■ **Task goal**: Recast every line of the listing below as a numbered list, omitting blank lines and leaving the pictures out.

■ **Source data**:
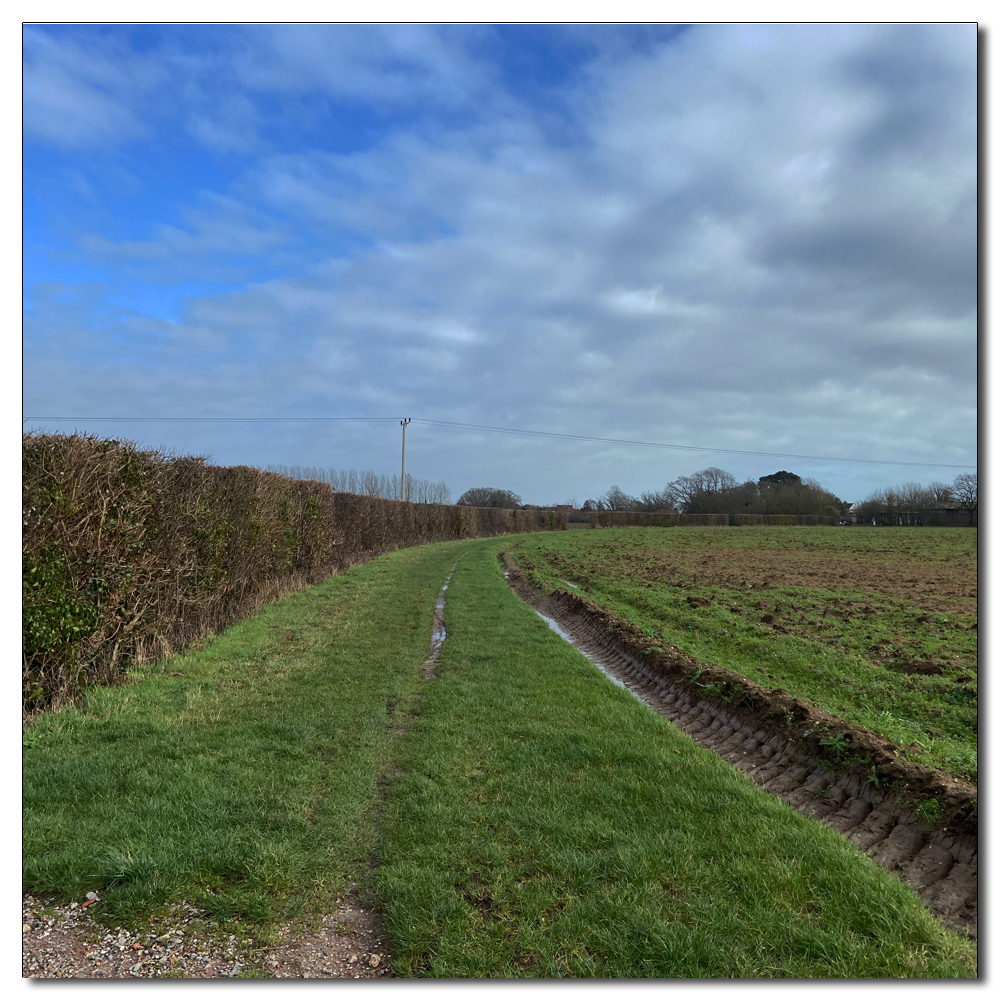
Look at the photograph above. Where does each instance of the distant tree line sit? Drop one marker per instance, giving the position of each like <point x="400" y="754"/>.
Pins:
<point x="715" y="491"/>
<point x="489" y="496"/>
<point x="910" y="503"/>
<point x="368" y="483"/>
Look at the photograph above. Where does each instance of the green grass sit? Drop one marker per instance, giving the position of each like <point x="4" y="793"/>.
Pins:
<point x="242" y="775"/>
<point x="544" y="823"/>
<point x="844" y="648"/>
<point x="534" y="821"/>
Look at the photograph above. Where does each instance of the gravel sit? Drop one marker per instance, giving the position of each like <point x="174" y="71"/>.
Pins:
<point x="65" y="941"/>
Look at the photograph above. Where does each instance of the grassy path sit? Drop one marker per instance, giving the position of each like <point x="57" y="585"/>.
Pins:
<point x="534" y="820"/>
<point x="241" y="776"/>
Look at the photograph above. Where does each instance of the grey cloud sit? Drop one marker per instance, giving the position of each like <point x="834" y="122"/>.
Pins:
<point x="728" y="260"/>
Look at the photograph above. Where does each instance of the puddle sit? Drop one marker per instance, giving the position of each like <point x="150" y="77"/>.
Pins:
<point x="438" y="632"/>
<point x="562" y="633"/>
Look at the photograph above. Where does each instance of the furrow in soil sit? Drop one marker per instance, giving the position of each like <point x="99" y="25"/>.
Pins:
<point x="941" y="866"/>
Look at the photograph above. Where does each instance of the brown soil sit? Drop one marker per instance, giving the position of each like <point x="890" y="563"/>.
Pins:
<point x="939" y="586"/>
<point x="865" y="790"/>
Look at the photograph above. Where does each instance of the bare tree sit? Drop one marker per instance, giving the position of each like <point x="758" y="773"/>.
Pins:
<point x="943" y="493"/>
<point x="489" y="496"/>
<point x="617" y="499"/>
<point x="657" y="500"/>
<point x="702" y="492"/>
<point x="967" y="493"/>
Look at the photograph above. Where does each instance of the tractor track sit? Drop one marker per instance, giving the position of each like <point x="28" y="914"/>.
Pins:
<point x="939" y="863"/>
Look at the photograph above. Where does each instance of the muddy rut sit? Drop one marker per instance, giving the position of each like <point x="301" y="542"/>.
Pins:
<point x="775" y="740"/>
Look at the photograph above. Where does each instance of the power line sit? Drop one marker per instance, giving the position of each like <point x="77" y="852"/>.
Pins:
<point x="688" y="447"/>
<point x="519" y="431"/>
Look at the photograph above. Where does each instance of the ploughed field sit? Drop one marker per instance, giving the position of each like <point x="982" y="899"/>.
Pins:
<point x="508" y="812"/>
<point x="877" y="626"/>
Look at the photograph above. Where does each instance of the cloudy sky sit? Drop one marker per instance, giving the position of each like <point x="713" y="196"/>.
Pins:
<point x="748" y="238"/>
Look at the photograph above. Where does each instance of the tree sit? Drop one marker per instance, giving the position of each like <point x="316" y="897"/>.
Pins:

■ **Written reply**:
1. Look at the photograph above. Where does each instance of the distant tree line sit? Drop one marker per instance, giving the position of each like <point x="400" y="754"/>.
2. Pins:
3. <point x="715" y="491"/>
4. <point x="489" y="496"/>
5. <point x="910" y="503"/>
6. <point x="368" y="483"/>
7. Look at the photograph above. Where does each instance of the green grass sit? Drop one marker per instance, giving the position of each like <point x="4" y="793"/>.
8. Pins:
9. <point x="242" y="775"/>
10. <point x="544" y="823"/>
11. <point x="844" y="648"/>
12. <point x="534" y="821"/>
13. Look at the photograph above. Where does each instance of the gravel sit? Drop one marker per instance, giving the position of each like <point x="174" y="71"/>.
14. Pins:
15. <point x="65" y="941"/>
16. Look at the photograph above. Where does each instance of the grassy path sit? Drop one marker per instance, giving the position of each like <point x="57" y="585"/>.
17. Pins:
18. <point x="534" y="820"/>
19. <point x="241" y="776"/>
20. Look at the photograph above. Where does each instance of the grey cloud sit? Drop one marker per instance, giving the position of each like <point x="834" y="122"/>.
21. Pins:
22. <point x="728" y="260"/>
23. Look at the photograph above. Where does each instance of the puddle sit? Drop one marker per instance, giving the position of each like <point x="150" y="77"/>.
24. Pins:
25. <point x="438" y="632"/>
26. <point x="562" y="633"/>
27. Look at the photograph above. Where does each instance of the furrow in soil sit? Drop one marker per instance, giving the position of each like <point x="99" y="25"/>.
28. Pins:
29. <point x="941" y="866"/>
30. Look at the photograph above. Where does each instance of the brown soil sit? Drop one marker per instance, giving the position of each like <point x="890" y="563"/>.
31. Pins:
32. <point x="939" y="586"/>
33. <point x="865" y="790"/>
34. Look at the photograph above. Where does each instance of the bare tree sit? Drop one marker per instance, giving the position of each like <point x="758" y="773"/>.
35. Pins:
36. <point x="943" y="493"/>
37. <point x="489" y="496"/>
38. <point x="617" y="499"/>
39. <point x="657" y="500"/>
40. <point x="702" y="492"/>
41. <point x="967" y="493"/>
42. Look at the photograph above. Where does each instance of the tractor track sit? Drop one marker per instance, giving the position of each like <point x="28" y="914"/>.
43. Pins:
44. <point x="939" y="863"/>
45. Look at the photograph above. Where does each instance of the muddy rut sit? Drop one marker per instance, giving the position of each like <point x="301" y="542"/>.
46. Pins:
47. <point x="775" y="740"/>
48. Look at the photograph above. Where does each instance of the power line sit? Drop one marker per instance, giving the position of each like <point x="77" y="852"/>.
49. Pins:
50. <point x="688" y="447"/>
51. <point x="519" y="431"/>
52. Look at the photograph above. Where does each instance of the ploughed field sit? Drop one marker per instance, giving the position of each like <point x="982" y="899"/>.
53. Pins:
54. <point x="508" y="812"/>
55. <point x="877" y="626"/>
56. Look at the photograph above. Where does each instance of the cloudy sky sit? Drop one marker per instance, giving the position of each like <point x="713" y="196"/>.
57. Pins:
58. <point x="748" y="238"/>
59. Look at the photograph above. Where does each instance of the tree sit? Drop one marker per instance, giving the position of each like <point x="316" y="897"/>.
60. Pins:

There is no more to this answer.